What to work on: The output should be every line below that includes the word "each".

Record set:
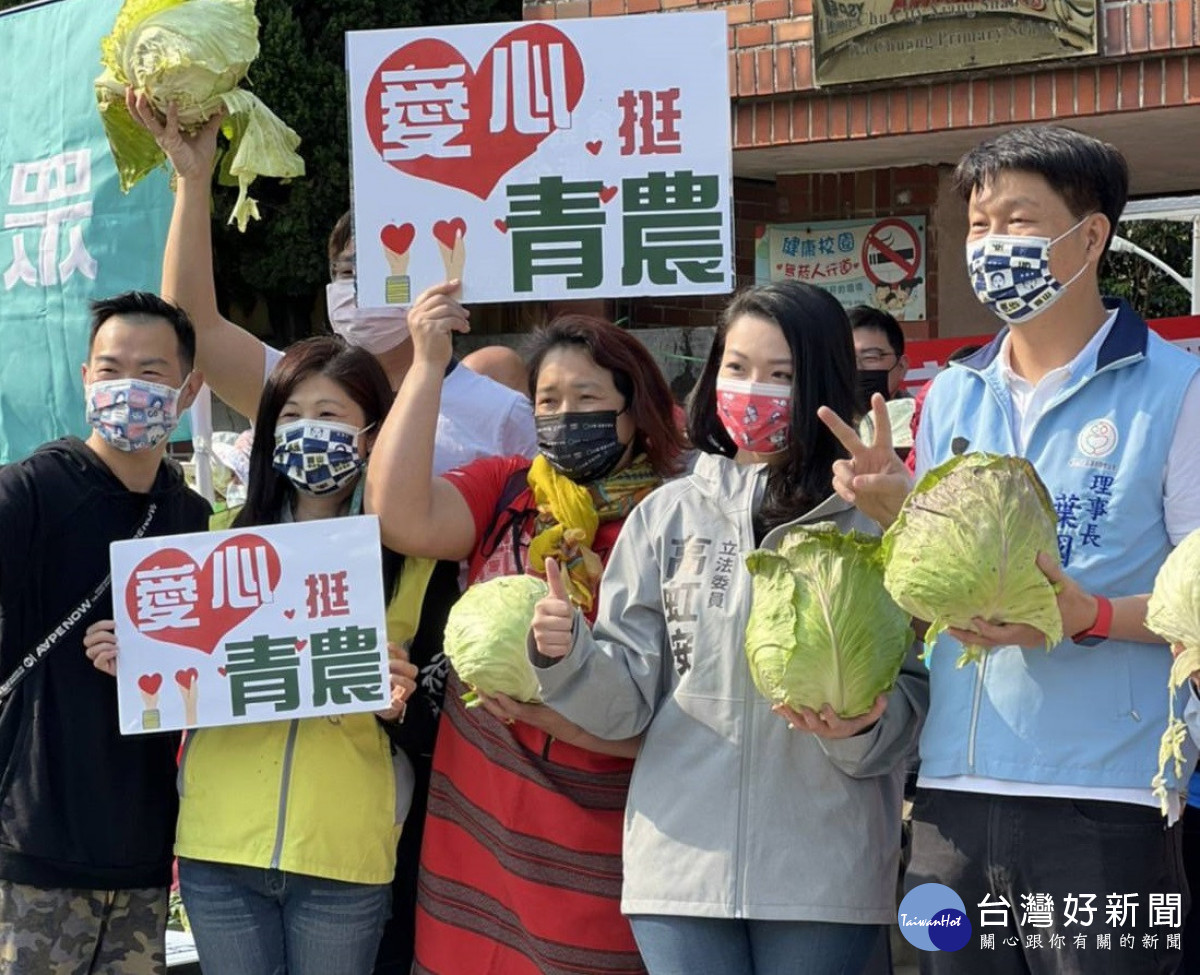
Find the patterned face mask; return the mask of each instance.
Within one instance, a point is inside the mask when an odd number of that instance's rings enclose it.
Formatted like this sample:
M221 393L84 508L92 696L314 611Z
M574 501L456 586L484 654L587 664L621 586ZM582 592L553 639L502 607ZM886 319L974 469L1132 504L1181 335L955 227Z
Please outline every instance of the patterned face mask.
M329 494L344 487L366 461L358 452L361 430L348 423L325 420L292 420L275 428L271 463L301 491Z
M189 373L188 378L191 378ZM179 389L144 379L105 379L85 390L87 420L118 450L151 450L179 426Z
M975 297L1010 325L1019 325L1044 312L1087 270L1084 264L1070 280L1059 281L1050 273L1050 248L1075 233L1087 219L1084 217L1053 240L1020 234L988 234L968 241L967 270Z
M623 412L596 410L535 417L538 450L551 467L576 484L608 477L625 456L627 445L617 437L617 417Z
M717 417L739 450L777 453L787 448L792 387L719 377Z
...
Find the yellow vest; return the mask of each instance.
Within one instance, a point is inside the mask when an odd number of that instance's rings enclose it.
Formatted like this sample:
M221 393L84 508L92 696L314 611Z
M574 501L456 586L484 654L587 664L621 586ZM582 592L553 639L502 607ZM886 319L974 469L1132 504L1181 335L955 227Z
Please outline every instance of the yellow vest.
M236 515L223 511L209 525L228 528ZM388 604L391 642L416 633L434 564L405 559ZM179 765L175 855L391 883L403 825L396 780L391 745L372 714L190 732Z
...
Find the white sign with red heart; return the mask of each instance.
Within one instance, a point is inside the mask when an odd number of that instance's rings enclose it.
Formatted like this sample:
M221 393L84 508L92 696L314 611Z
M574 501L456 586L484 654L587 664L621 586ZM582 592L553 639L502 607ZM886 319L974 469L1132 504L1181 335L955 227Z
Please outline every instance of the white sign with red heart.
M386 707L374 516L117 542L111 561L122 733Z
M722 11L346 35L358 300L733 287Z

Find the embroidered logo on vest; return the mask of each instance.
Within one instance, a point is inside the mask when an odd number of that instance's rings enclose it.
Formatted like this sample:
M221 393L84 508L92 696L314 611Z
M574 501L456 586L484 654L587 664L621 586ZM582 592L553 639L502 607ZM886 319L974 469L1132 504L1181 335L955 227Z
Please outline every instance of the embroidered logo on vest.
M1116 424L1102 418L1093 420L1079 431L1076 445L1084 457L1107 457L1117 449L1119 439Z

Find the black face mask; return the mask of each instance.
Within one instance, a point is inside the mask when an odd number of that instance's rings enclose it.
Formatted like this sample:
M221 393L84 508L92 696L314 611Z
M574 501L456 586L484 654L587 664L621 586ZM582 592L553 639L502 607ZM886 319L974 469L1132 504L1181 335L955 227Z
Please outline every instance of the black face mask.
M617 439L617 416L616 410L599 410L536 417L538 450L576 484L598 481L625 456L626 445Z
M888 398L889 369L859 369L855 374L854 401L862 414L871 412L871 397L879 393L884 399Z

Answer:
Find the patterned face mask; return the mask of each instance.
Find the yellow vest; return the mask of each instance.
Find the white sign with red heart; return the mask of each instance.
Find the embroidered logo on vest; return the mask of each instance.
Find the black face mask; return the mask of each instance.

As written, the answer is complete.